Peace of Nicias
- Type: Peace treaty
- Signed: March 421 BC
- Signatories: Nicias King Pleistoanax
- Parties: Athens Sparta
- Language: Ancient Greek

= Peace of Nicias =

421 BC treaty between Athens and Sparta

The Peace of Nicias was a peace treaty signed between the Greek city-states of Athens and Sparta in March 421 BC that ended the first half of the Peloponnesian War.

==Background==
In 425 BC, the Spartans had lost the battles of Pylos and Sphacteria, a severe defeat resulting in the Athenians holding 292 prisoners. At least 120 were Spartiates, who had recovered by 424 BC, when the Spartan general Brasidas captured Amphipolis. In the same year, the Athenians suffered a major defeat in Boeotia at the Battle of Delium, and in 422 BC, they were defeated again at the Battle of Amphipolis in their attempt to take back that city. Both Brasidas, the leading Spartan general, and Cleon, the leading politician in Athens, were killed at Amphipolis. By then, both sides were exhausted and ready for peace.

The treaty was signed with the agreement of both Sparta and Athens, considering the disadvantages faced by both polis during the first Peloponnesian War. The Athenians were motivated after they lost the Battle of Delium and the Battle of Amphipolis, which eroded their confidence in military strength. They were also concerned about their allies, worrying that they may be emboldened by the loss of Athens, potentially leading to a rebellion among them. The Athenian regretted not reaching an agreement earlier when a favourable opportunity for a peace treaty was offered by Sparta during the Battle of Pylos.

From Sparta’s perspective, the failures in battles caused them to lose confidence and feel stressed about the future trajectory of the Peloponnesian War, while the new threat resulting from the termination of the peace treaty with the Argives further heightened Spartan's willingness to pursue peace. For the Spartans, the failure of the yearly invasion tactic had extended the war beyond Sparta's expectation, and the losses at Pylos and Cythera, had made Sparta ready for peace. Also, Sparta had a strong incentive for peace, given its significant disadvantage position in the Peloponnesian War after the death of Brasidas. The morale of the Spartans suffered greatly from the loss of soldiers and Brasidas since their chances of winning the war had diminished, and they were unable to execute any of Brasidas’s plans with their own forces. As a result, the Spartans strongly desired peace compared to the beginning of the war.

Furthermore, the thirty-year peace treaty with Argos was about to expire, and the Argives (inhabitants of Argos) refused to sign another truce unless Cynuria, a contested border region between Sparta and Argos, was restored to them. The Spartans calculated that it would be difficult to win both wars against the Athenians and the Argives at the same time. Moreover, they anticipated potential uprisings by some of the cities in Peloponnesus against the Argives based on past experience. Therefore, the immense loss and stress faced by Sparta easily pushed them to negotiate with Athens to restore their military power, and prevent attacks from both Athens and Argos.

WORK INSTRUCTIONS —
(a) Please extract the Peace of Nicias passage from "421 BC treaty" to "and ready for peace.".
(b) Write the next part of the Peace of Nicias passage, starting after its final sentence.
The listing isn't needed for this work.

SOURCE EXCERPT —
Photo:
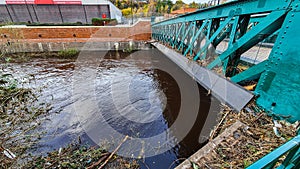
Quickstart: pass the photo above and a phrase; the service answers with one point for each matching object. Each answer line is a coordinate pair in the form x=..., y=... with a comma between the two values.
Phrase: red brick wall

THE RESULTS —
(a)
421 BC treaty between Athens and Sparta

The Peace of Nicias was a peace treaty signed between the Greek city-states of Athens and Sparta in March 421 BC that ended the first half of the Peloponnesian War.

==Background==
In 425 BC, the Spartans had lost the battles of Pylos and Sphacteria, a severe defeat resulting in the Athenians holding 292 prisoners. At least 120 were Spartiates, who had recovered by 424 BC, when the Spartan general Brasidas captured Amphipolis. In the same year, the Athenians suffered a major defeat in Boeotia at the Battle of Delium, and in 422 BC, they were defeated again at the Battle of Amphipolis in their attempt to take back that city. Both Brasidas, the leading Spartan general, and Cleon, the leading politician in Athens, were killed at Amphipolis. By then, both sides were exhausted and ready for peace.

(b)
Within these situations faced by Sparta and Athens, both poleis were probably weary by 421, and were willing to let the war end in a deadlock, until they could restore allies from different peninsulas affected by the war. This viewpoint is reinforced by clear evidence that neither Athens nor Sparta had managed to strike their opponent with a fatal blow in a decade of scattered battling, and such a blow did not appear in a short while.

==Negotiation==

The negotiations were started by Pleistoanax, King of Sparta, and Nicias, an Athenian general. The most amicable proposal was to return everything to the prewar state except for Nisaea and Plataea. Athens would retain control of Nisaea and Thebes would retain control over Plataea. Amphipolis would be returned to Athens and Pylos would be returned to Sparta. Athenians would release the Spartan prisoners taken at Sphacteria and Sparta together with Thebes would return Athenian prisoners. Temples throughout Greece would be open to worshipers from all cities, and the oracle at Delphi would regain its autonomy. Athens would continue to collect tribute from the states from which it had received it since the time of Aristides, but Athens could not force them to become allies. Athens also agreed to come to Sparta's aid if the helots revolted. Few of Sparta's allies agreed to sign the peace. Boeotia, Corinth, Elis, Megara and Amphipolis opposed the treaty.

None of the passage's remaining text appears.